WHAT IS NEEDED ->
Please retype the records below exactly, omitting any images.

(Saved entries)

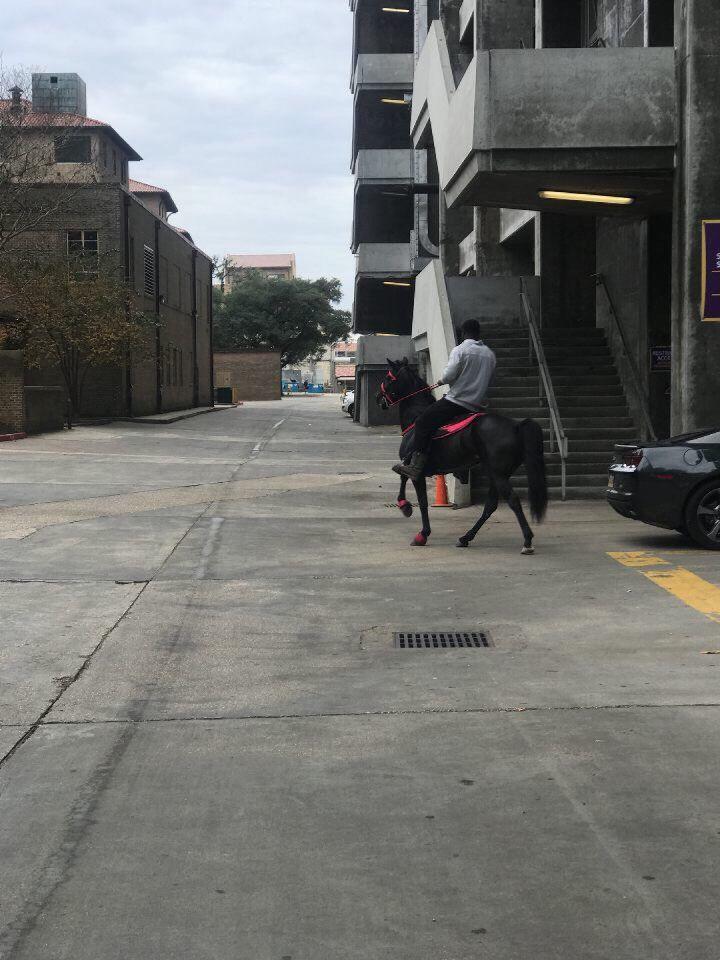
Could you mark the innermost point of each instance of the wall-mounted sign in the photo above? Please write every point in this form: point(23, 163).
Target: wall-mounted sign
point(660, 359)
point(711, 270)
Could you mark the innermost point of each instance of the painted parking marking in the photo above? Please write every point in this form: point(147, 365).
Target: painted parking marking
point(687, 586)
point(638, 558)
point(691, 589)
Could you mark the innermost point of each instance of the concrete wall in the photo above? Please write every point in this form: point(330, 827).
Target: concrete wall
point(567, 263)
point(45, 409)
point(252, 375)
point(525, 100)
point(12, 401)
point(696, 345)
point(622, 259)
point(505, 24)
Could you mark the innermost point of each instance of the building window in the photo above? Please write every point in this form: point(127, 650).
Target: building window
point(592, 18)
point(82, 248)
point(149, 271)
point(73, 150)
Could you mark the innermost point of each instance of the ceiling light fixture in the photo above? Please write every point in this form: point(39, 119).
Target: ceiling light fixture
point(586, 197)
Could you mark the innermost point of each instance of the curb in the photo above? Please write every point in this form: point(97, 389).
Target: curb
point(153, 421)
point(183, 416)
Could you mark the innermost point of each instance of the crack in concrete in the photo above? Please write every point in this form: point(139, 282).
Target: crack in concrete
point(32, 729)
point(360, 714)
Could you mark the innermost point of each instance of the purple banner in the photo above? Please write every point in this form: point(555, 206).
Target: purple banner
point(711, 270)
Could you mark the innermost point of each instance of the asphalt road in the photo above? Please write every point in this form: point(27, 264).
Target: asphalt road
point(211, 750)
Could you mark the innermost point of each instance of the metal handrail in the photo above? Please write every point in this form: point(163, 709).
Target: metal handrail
point(634, 369)
point(557, 434)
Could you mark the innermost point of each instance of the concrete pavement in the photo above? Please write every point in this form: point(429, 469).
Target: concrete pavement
point(212, 750)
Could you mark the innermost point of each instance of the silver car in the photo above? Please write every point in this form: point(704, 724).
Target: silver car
point(348, 404)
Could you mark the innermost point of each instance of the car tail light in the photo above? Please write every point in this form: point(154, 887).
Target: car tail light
point(633, 458)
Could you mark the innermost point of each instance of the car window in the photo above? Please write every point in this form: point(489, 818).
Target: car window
point(707, 438)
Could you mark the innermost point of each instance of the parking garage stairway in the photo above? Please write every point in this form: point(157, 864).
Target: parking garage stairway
point(590, 397)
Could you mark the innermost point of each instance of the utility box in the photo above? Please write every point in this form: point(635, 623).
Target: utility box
point(59, 93)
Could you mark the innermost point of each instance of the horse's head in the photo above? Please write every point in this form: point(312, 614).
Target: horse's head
point(397, 384)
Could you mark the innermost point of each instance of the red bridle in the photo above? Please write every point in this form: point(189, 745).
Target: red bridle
point(389, 399)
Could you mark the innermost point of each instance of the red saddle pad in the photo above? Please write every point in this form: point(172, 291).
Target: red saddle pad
point(451, 428)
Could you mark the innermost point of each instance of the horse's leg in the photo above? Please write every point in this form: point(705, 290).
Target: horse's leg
point(490, 508)
point(507, 493)
point(404, 505)
point(421, 491)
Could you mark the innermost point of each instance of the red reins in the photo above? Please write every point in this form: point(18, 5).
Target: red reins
point(390, 400)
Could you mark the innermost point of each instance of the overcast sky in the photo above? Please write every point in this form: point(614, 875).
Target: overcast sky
point(240, 109)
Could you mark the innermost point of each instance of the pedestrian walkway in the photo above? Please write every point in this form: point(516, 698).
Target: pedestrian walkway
point(213, 750)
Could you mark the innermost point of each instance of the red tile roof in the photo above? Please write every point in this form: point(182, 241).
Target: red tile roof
point(53, 121)
point(263, 261)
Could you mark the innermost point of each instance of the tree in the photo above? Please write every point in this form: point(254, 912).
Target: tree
point(74, 314)
point(29, 192)
point(298, 318)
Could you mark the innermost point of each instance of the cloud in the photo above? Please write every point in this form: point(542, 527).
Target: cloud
point(240, 108)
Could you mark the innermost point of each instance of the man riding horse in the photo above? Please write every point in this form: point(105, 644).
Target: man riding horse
point(482, 438)
point(469, 374)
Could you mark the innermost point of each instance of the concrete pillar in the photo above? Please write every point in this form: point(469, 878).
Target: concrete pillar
point(696, 345)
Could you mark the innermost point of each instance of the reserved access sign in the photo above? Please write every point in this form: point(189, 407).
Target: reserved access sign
point(711, 270)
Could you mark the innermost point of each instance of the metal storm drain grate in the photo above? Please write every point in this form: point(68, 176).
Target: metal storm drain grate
point(474, 640)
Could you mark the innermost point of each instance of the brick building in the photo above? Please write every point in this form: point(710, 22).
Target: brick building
point(251, 374)
point(106, 213)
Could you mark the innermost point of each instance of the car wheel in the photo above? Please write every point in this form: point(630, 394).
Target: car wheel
point(702, 515)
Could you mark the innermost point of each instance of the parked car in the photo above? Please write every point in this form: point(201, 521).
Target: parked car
point(673, 484)
point(348, 403)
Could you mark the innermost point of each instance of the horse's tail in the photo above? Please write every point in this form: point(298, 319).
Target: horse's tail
point(534, 459)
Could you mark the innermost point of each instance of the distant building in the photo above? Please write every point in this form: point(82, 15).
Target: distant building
point(127, 221)
point(276, 266)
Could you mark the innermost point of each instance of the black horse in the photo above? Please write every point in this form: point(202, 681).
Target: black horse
point(501, 445)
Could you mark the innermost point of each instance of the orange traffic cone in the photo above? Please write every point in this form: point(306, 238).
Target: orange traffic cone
point(441, 497)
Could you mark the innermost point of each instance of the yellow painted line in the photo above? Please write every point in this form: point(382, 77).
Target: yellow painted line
point(691, 589)
point(638, 558)
point(681, 583)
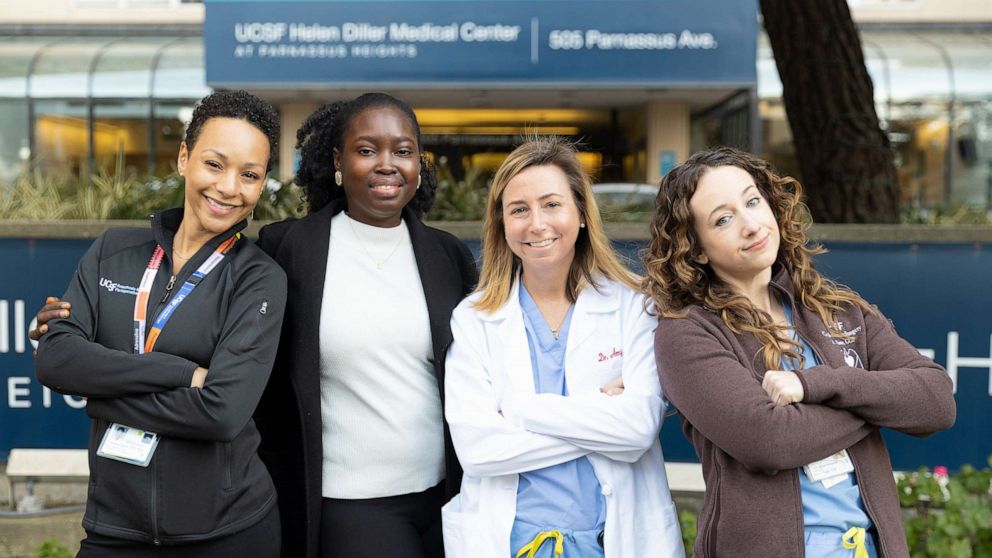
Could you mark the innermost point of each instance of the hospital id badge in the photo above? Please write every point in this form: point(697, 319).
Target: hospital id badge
point(130, 445)
point(830, 470)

ANSWER SECTION ->
Could you mark the innermost point of each instance of the wall-mounted sign in the photo above? Please write every point in this form: point(23, 163).
Target: wall-mounted sign
point(660, 359)
point(711, 270)
Could you mark the innermost point of each instance of the painted parking marking in the photo above? Please write every point in this form: point(147, 365).
Target: painted parking marking
point(687, 586)
point(638, 558)
point(691, 589)
Could you mark the innermost point of each instance of the concrete wall in the photo above? Please write every point in this form: point(330, 827).
Target: concrete wall
point(567, 263)
point(45, 409)
point(252, 375)
point(525, 100)
point(12, 401)
point(696, 345)
point(622, 259)
point(505, 24)
Could you mark the innermost point of each instance of the building window in the photo above? Please write every point in this form: point(127, 650).
Target: building window
point(592, 18)
point(82, 248)
point(149, 271)
point(73, 150)
Could you mark the innermost point of each instance of the ceiling light fixture in the photo above? Please write every point in this form: point(39, 119).
Target: ceiling light fixture
point(586, 197)
Could you mark the innermost point of each instance of the curb in the photo above? Please write every point in this form: point(97, 389).
Target: curb
point(153, 421)
point(183, 416)
Could you mark the innermost point of each instance of the crack in concrete in the photo above? Please write every point in this form: point(139, 282).
Target: crack in concrete
point(32, 729)
point(360, 714)
Could you mark the innermost point of each instance of the purple banner in the photo above? Please write every point in this form: point(555, 206).
Target: purple banner
point(711, 270)
Could you mark the innermost point of each instance of the asphalt road in the photo above? Please write every point in this form: point(27, 264).
Target: asphalt road
point(211, 750)
Could you mark the innermost point of each instance of the metal handrail in the photo above? Please write every point in this form: point(163, 709).
Target: metal handrail
point(634, 369)
point(557, 434)
Could you mark the innermost point of each instance of the concrete pavement in the photo above? Please write every point in this form: point(429, 469).
Target: concrete pavement
point(212, 750)
Could you mark the innermost point of each instance of the silver car in the photo above? Please write every point in this form: point(704, 724).
Target: silver car
point(348, 404)
Could you mark the innermost point of each instance of the car tail light in the photo above? Please write every point in this form: point(154, 887).
Target: car tail light
point(633, 458)
Could you mark the innermost point of each instance of the car window in the photo above? Please write every point in this form: point(489, 818).
Target: car window
point(707, 438)
Could you mark the innermost point of each instance of the parking garage stairway in the photo above? Please write every point in this form: point(157, 864).
Target: parking garage stairway
point(590, 397)
Could you mark the innermost point of each instance of the utility box in the photo above? Please write every point in this form: point(635, 623).
Target: utility box
point(59, 93)
Could you mark the innermost point of each instance of the horse's head in the photo above? Please write every point in this form: point(312, 614).
Target: horse's head
point(397, 384)
Could you mark the innermost point of each instance of the red bridle in the photo above? Please write every point in this form: point(189, 745).
Target: red bridle
point(389, 399)
Could you mark the innermost point of each instance of the red saddle pad in the photo above? Please write every point in this form: point(172, 291).
Target: red saddle pad
point(451, 428)
Could you mark the innermost point of each instance of the horse's leg in the photo above? Please write every point in this form: point(705, 290).
Target: horse's leg
point(490, 508)
point(507, 493)
point(404, 505)
point(421, 491)
Could you mark the innermost point of each instance of the red reins in the photo above? Please write every point in this form: point(18, 5).
Target: red reins
point(390, 400)
Could you mark the innermost point of each instance of the overcast sky in the photo above? Please write every point in this form: point(614, 875).
Target: overcast sky
point(240, 109)
Could you mark the innermost point of each instance of the pedestrian walkway in the photo above? Please write every point in this form: point(516, 698).
Target: pedestrian walkway
point(213, 750)
Could you mark the innermost point of each instance of the red tile roof in the photo above? Please write every point in this form: point(182, 241).
Target: red tile roof
point(53, 121)
point(263, 261)
Could you mark the innermost point of each instance of the tree in the photo above? Please write every point in this form: point(254, 912).
Target: tree
point(74, 314)
point(29, 192)
point(298, 318)
Could you mark the innermost point of each instance of the cloud in the photo above? Please write every point in this form: point(542, 527).
Target: cloud
point(240, 108)
Could you mark the innermost point of each instance of the man riding horse in the photo above? Please write every point in this form: point(105, 644).
Target: man riding horse
point(482, 438)
point(469, 374)
Could you mark the innermost point of each instance of the concrete pillar in the photo above? Please write every point in this form: point(469, 878).
Target: concrete pillar
point(696, 345)
Could you mark the innermost point of each instance of the reserved access sign in the photo above? Please write every point in this form: point(189, 407).
Target: reserved access sign
point(711, 270)
Could you mark the innermost point of each instance of the metal storm drain grate in the photo above? Please write every point in this form: point(68, 176).
Target: metal storm drain grate
point(474, 640)
Could you mark the innermost point of each instance of the brick building in the photo above? Please write every point in this form: point(710, 22).
Target: brick building
point(251, 374)
point(106, 213)
Could you mark the innermost point of each instance of the car wheel in the photo above? Please write every point in this form: point(630, 394).
Target: car wheel
point(702, 515)
Could you mark the innermost point of each instance of the parked car in the photo above? Please write every point in this form: point(201, 521).
Target: parked car
point(673, 484)
point(348, 403)
Could you mark the innermost point of each instance of the horse's tail in the photo above? Please write every point in this form: point(298, 319).
Target: horse's tail
point(534, 459)
Could you mark the innermost point of each instance of the distant building in the photo above? Please write every point in this form: point(82, 15).
Target: distant building
point(127, 221)
point(276, 266)
Could you mark the innermost point of each instance of the black horse in the photo above? Please write every point in this form: point(202, 681).
Target: black horse
point(501, 445)
Could you mark the innermost point of each instance of the orange traffic cone in the photo above? Please write every point in this form: point(306, 238).
Target: orange traffic cone
point(441, 497)
Could you mark the innermost point of each instance of the yellow painted line in the photo above? Please write every point in this form: point(382, 77).
Target: yellow painted line
point(691, 589)
point(638, 558)
point(681, 583)
Could you mark the innermost point of each instance of the hospital id badge in the photo above? Please write every point in this form: point(697, 319).
Target: hospital id badge
point(130, 445)
point(830, 470)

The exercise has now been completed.